'''
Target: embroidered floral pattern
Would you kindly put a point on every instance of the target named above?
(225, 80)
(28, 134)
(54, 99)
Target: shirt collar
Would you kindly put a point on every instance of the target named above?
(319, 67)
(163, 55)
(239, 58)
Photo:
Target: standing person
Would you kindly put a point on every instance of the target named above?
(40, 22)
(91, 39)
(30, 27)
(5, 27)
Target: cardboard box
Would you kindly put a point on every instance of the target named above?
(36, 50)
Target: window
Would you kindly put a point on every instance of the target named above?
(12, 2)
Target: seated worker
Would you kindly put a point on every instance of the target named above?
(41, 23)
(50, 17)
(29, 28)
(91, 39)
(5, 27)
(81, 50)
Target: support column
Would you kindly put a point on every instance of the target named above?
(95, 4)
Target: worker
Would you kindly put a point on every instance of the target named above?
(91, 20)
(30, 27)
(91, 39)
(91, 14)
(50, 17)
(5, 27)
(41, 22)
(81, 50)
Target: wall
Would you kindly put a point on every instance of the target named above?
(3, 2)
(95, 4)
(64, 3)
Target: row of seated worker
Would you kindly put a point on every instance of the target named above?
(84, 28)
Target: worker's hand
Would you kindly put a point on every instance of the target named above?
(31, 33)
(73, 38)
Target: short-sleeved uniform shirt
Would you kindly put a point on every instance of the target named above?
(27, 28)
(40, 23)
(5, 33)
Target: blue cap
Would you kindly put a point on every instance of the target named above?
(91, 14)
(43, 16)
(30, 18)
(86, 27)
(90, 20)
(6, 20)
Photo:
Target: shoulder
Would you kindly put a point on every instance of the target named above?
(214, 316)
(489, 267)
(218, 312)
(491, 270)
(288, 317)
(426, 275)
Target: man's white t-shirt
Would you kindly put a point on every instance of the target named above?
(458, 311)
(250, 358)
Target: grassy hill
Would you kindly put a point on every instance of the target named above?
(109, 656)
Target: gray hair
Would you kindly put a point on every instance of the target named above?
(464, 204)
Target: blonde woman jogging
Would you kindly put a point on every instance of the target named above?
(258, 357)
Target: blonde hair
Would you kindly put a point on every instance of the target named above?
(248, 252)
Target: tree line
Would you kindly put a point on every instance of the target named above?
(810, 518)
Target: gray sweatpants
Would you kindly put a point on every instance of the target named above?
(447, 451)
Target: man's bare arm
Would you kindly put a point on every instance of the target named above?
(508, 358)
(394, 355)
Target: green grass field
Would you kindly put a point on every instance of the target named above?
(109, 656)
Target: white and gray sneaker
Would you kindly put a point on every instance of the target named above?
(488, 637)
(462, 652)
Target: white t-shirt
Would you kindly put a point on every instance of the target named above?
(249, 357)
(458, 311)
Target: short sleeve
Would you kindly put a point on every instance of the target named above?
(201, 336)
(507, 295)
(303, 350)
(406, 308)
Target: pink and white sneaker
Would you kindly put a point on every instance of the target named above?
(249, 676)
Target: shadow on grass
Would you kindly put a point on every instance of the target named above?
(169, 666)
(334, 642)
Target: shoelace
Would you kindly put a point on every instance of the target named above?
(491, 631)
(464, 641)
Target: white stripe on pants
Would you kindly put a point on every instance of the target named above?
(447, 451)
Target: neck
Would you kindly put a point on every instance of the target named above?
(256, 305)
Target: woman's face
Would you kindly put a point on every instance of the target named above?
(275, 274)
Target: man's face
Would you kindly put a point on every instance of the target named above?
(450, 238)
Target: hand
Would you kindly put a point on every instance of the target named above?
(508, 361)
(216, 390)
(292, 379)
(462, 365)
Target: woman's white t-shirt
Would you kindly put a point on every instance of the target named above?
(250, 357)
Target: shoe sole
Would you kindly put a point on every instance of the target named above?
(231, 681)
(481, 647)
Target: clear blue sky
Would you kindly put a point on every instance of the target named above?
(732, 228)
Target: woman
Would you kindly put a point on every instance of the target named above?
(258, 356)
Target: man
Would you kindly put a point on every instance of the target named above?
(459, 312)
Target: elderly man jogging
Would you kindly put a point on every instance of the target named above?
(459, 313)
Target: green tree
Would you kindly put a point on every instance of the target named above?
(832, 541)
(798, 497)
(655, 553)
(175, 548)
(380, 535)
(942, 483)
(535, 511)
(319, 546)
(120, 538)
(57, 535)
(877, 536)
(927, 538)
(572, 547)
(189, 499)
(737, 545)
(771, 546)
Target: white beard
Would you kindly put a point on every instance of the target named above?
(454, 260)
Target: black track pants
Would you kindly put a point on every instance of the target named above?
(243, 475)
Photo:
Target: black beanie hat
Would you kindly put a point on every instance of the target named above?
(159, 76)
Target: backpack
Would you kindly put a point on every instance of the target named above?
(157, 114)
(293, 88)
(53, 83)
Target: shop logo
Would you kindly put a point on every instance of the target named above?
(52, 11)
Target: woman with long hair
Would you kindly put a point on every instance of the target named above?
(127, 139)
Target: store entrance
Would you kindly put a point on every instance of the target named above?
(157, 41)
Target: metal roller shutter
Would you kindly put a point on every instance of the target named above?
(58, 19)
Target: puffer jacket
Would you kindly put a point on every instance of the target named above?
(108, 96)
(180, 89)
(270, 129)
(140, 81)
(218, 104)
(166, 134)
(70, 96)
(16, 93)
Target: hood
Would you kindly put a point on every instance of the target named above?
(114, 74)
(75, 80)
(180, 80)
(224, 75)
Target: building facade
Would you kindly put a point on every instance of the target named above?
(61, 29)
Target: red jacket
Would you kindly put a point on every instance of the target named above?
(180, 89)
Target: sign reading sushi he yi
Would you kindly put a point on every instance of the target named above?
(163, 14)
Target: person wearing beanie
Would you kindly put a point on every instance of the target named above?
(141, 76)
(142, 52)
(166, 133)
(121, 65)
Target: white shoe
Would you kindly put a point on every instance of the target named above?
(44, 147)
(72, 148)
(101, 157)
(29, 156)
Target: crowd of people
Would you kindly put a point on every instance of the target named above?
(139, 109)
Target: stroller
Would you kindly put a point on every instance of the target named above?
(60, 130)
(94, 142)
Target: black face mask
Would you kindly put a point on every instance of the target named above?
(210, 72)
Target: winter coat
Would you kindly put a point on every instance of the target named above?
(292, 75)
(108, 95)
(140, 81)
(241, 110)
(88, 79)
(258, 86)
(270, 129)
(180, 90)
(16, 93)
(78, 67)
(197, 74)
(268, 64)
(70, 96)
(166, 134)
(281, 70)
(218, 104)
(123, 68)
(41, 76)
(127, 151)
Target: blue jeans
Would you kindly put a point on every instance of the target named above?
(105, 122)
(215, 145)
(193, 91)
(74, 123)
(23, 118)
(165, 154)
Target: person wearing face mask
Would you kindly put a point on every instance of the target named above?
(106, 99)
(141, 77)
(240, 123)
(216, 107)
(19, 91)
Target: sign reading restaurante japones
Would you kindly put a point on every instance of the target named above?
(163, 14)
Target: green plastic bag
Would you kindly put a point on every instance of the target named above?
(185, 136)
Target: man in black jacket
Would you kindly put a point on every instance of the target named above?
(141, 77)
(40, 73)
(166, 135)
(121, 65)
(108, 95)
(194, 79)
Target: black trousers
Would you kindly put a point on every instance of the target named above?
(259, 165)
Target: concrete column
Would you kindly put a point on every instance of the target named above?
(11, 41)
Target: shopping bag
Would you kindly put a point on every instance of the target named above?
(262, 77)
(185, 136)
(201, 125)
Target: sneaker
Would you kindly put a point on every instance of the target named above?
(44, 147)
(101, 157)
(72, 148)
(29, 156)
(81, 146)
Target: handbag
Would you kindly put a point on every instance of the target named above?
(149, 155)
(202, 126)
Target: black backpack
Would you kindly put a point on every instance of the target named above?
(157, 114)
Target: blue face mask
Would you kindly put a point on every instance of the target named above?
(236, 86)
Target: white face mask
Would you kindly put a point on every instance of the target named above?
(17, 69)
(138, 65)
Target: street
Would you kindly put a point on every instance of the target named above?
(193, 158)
'''
From the first line above through the line that contains "Target: short-sleeved uniform shirt", quote each line exactly. Output nothing more.

Target: embroidered floral pattern
Would you kindly put a point on every instance of the target named above?
(225, 80)
(28, 134)
(54, 99)
Target: shirt collar
Would you kindly put a point on every instance of the target named above?
(319, 67)
(163, 55)
(239, 58)
Photo:
Target: standing person
Would you kindly put a point on every instance of the target named above?
(40, 22)
(91, 39)
(30, 27)
(5, 27)
Target: cardboard box
Would you kindly put a point on every instance of the target named above?
(36, 50)
Target: window
Would you kindly put a point on every instance of the target named above?
(12, 2)
Target: seated worker
Would you kindly put a point on every instance of the target named above?
(41, 23)
(50, 17)
(29, 28)
(91, 39)
(5, 27)
(81, 50)
Target: support column
Would you kindly put a point on every instance of the target named above?
(95, 4)
Target: worker
Would you kindly put a point on every instance of the target named above?
(91, 20)
(30, 27)
(91, 39)
(91, 14)
(50, 17)
(5, 27)
(41, 22)
(81, 50)
Target: wall
Would you kindly put a point on every instance of the target named above?
(3, 2)
(95, 4)
(64, 3)
Target: row of seated worker
Would you kindly put a point on every instance of the target named above?
(84, 28)
Target: worker's hand
Would you kindly put a point on every instance of the target named above?
(31, 33)
(73, 38)
Target: short-sleeved uniform shirt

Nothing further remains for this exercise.